_RECORDS SHOWN_
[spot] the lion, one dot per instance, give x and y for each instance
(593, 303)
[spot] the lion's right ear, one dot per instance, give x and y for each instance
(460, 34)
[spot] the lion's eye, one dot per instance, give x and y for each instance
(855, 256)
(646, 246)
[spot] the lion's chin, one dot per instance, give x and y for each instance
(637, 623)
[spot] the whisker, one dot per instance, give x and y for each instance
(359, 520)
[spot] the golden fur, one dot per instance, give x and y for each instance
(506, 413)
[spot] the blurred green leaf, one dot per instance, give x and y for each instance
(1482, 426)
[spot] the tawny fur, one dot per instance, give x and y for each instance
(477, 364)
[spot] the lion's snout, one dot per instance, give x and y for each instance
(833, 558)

_TO BE DONE_
Reproduce the whole listing above line for line, with no changes.

_EXPECTED ANSWER_
[spot] the lion, one dot per instance, give x and y for each instance
(593, 303)
[spot] the lion's right ear, one dot per instance, give x and y for each instance
(460, 34)
[spot] the lion's eye, one dot per instance, give x and y for each instance
(855, 256)
(646, 246)
[spot] the lion's chin, one dot per instance, give x and y for each instance
(637, 623)
[spot] the whisker, one dot per instance, give x and y for each instance
(359, 520)
[spot] the golden fur, one dot per instance, give x and y for each instance
(506, 413)
[spot] the blurred green leaf, one dot per instance, give x and y for each instance
(1482, 426)
[spot] the tawny fur, one dot per instance, give x and y for each instance
(477, 364)
[spot] the lion's snout, one dot per instance, give x and y for each instance
(833, 558)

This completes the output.